◆ Consigne:
Transcrivez intégralement le texte à analyser, sans en modifier un seul caractère.

Pour commander le livre , rendez vous en librairie , sur le site de Weyrich Éditions http://www.weyrich-edition.be/fr/detail-produit/grand-arbre-est-malade.htm , de Latitude Junior http://www.latitudejunior.be/spip.php?article80&var;_mode=calcul ou via Cancer et Psychologie , avenue de Tervueren 215 à 1150 Bruxelles , tél ./ fax : 02 / 735 16 97 , courriel : canceretpsy@skynet.be , site : http://www.canceretpsy.be .

Éducation Santé a aussi rencontré Lisbeth Renardy, illustratrice de «On va où quand on est mort?» et «Alice au pays du cancer»

(Données d'ancrage de points dans l'image)
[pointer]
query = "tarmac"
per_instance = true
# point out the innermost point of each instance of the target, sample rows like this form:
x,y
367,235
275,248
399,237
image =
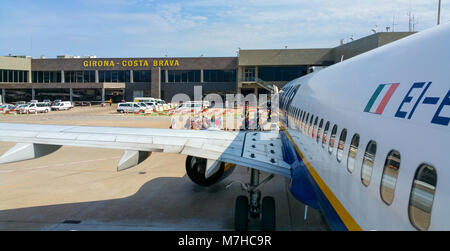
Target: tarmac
x,y
80,189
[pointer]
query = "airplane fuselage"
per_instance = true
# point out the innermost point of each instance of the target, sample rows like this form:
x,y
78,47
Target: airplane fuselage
x,y
370,136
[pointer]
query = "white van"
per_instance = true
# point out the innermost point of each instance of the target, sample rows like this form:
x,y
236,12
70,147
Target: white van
x,y
131,107
63,105
36,107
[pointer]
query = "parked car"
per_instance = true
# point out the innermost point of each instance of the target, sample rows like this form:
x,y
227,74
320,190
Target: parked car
x,y
132,107
6,107
64,105
36,107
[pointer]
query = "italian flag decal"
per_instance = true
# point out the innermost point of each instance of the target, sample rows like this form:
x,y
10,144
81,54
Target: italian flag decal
x,y
380,98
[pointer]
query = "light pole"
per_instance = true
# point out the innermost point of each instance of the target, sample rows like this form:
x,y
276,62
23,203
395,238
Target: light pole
x,y
439,12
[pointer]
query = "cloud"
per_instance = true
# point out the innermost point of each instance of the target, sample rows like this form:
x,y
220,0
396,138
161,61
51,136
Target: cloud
x,y
190,28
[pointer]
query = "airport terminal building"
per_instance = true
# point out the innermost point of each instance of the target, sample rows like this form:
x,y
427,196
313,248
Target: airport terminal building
x,y
101,79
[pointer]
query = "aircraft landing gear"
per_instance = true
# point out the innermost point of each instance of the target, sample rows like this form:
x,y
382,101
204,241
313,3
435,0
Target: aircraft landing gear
x,y
251,206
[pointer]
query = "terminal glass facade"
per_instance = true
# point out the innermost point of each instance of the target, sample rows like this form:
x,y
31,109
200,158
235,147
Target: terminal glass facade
x,y
114,76
219,75
281,73
183,76
79,76
13,76
46,76
142,76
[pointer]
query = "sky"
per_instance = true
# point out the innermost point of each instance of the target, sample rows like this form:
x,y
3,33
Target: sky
x,y
191,28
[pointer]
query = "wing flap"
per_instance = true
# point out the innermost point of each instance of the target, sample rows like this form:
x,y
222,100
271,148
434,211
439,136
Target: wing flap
x,y
232,147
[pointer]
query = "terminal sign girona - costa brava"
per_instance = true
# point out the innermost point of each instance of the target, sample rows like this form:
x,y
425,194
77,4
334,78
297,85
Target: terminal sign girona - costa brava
x,y
132,63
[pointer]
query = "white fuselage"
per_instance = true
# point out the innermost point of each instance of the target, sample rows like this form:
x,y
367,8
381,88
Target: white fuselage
x,y
412,119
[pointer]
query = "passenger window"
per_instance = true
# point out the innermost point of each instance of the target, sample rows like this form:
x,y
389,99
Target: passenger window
x,y
332,138
352,152
341,145
325,133
306,123
310,125
389,178
422,196
315,128
368,162
319,131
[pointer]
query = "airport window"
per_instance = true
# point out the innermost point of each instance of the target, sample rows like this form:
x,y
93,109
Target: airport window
x,y
10,75
89,76
20,76
46,76
184,76
142,76
219,75
319,131
249,74
422,196
325,134
332,139
112,76
13,76
368,162
389,178
281,73
16,76
341,145
352,152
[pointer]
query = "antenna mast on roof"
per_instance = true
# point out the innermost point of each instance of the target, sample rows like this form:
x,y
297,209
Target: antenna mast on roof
x,y
394,23
439,12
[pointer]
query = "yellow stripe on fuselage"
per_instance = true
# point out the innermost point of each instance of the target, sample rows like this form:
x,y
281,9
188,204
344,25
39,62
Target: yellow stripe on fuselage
x,y
345,216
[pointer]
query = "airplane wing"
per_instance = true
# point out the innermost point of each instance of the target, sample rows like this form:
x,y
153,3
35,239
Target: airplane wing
x,y
258,150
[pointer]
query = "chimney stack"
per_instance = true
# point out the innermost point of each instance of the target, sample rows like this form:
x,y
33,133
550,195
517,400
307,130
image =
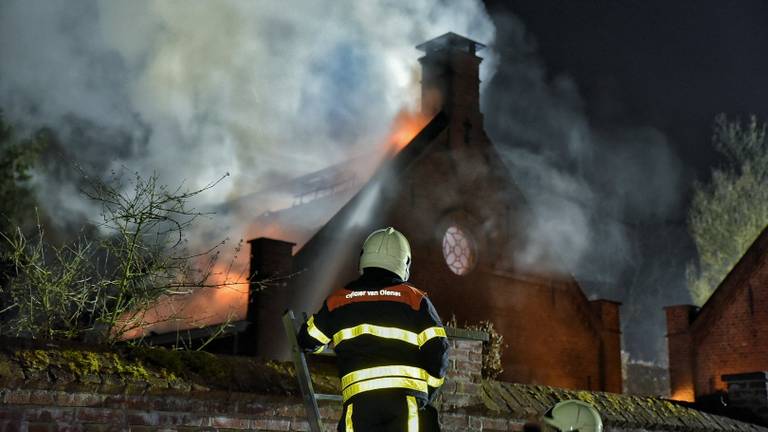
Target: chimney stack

◆ Réponse:
Pour commander le livre , rendez vous en librairie , sur le site de Weyrich Éditions http://www.weyrich-edition.be/fr/detail-produit/grand-arbre-est-malade.htm , de Latitude Junior http://www.latitudejunior.be/spip.php?article80&var;_mode=calcul ou via Cancer et Psychologie , avenue de Tervueren 215 à 1150 Bruxelles , tél ./ fax : 02 / 735 16 97 , courriel : canceretpsy@skynet.be , site : http://www.canceretpsy.be .

Éducation Santé a aussi rencontré Lisbeth Renardy, illustratrice de «On va où quand on est mort?» et «Alice au pays du cancer»